**What is asked:** Lay out the data below as a numbered list, one line per item, with blank lines left out. Don't include the pictures in your answer.

**Data provided:**

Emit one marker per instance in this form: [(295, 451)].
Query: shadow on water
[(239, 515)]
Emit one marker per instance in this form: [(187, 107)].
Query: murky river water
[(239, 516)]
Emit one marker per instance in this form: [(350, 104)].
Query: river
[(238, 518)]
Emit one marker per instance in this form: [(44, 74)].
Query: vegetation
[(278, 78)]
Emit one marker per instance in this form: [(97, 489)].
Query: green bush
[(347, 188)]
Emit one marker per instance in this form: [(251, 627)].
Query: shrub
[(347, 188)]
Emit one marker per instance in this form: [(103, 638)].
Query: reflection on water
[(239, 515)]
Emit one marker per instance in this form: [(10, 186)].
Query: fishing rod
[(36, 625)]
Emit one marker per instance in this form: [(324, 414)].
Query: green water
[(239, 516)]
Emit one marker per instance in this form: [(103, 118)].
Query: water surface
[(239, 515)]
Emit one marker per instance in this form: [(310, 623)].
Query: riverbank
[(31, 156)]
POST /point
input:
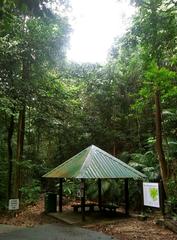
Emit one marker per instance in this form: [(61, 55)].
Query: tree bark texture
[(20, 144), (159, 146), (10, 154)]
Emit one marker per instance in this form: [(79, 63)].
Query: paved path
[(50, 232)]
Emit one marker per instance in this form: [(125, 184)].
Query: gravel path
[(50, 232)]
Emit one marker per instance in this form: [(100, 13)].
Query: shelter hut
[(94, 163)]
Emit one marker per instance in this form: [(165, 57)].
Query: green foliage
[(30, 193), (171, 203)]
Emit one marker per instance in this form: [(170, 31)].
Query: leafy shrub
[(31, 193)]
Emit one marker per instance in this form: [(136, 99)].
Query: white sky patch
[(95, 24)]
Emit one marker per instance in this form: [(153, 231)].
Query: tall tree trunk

**Full response:**
1. Emit one marker per instance in this form: [(295, 451)].
2. Query: shadow on water
3. [(239, 515)]
4. Emit one marker per instance in this form: [(187, 107)].
5. Query: murky river water
6. [(239, 516)]
7. Emit one marker per instance in this form: [(350, 104)].
8. Query: river
9. [(238, 518)]
10. Emit one marker per instance in this form: [(44, 74)].
11. Query: vegetation
12. [(278, 78)]
13. Emit one marker per instance in this form: [(97, 489)].
14. Query: green bush
15. [(347, 188)]
16. Emit one marker per instance in this form: [(251, 627)].
17. Query: shrub
18. [(347, 188)]
19. Emit one marker per instance in this form: [(103, 638)].
20. Query: reflection on water
21. [(239, 515)]
22. Emit one marker per instance in this form: [(10, 186)].
23. Query: fishing rod
24. [(36, 625)]
25. Emit one marker per instance in this form: [(324, 414)].
26. Query: green water
27. [(239, 516)]
28. Emit one marker per instance in this form: [(103, 118)].
29. Query: water surface
30. [(239, 515)]
31. Emit one marker per instance in this form: [(310, 623)].
32. Query: riverbank
33. [(31, 156)]
34. POST /point
35. input:
36. Emit one marker per instance in this form: [(61, 55)].
37. Query: tree bark texture
38. [(20, 144), (159, 146), (10, 154)]
39. Emit one marker per instance in this form: [(79, 63)].
40. Query: paved path
41. [(50, 232)]
42. Emit one marker per instance in this form: [(125, 184)].
43. Query: gravel path
44. [(50, 232)]
45. Emit one marker per instance in this form: [(100, 13)].
46. Query: shelter hut
47. [(94, 163)]
48. Emit one marker per instance in this form: [(165, 57)].
49. Query: green foliage
50. [(30, 193), (171, 203)]
51. Emit one marker per instance in this form: [(170, 31)].
52. Query: leafy shrub
53. [(31, 193)]
54. Emit one marker per instance in this form: [(136, 99)].
55. Query: white sky patch
56. [(95, 24)]
57. Emit one marker per instance in this form: [(153, 231)].
58. Query: tall tree trunk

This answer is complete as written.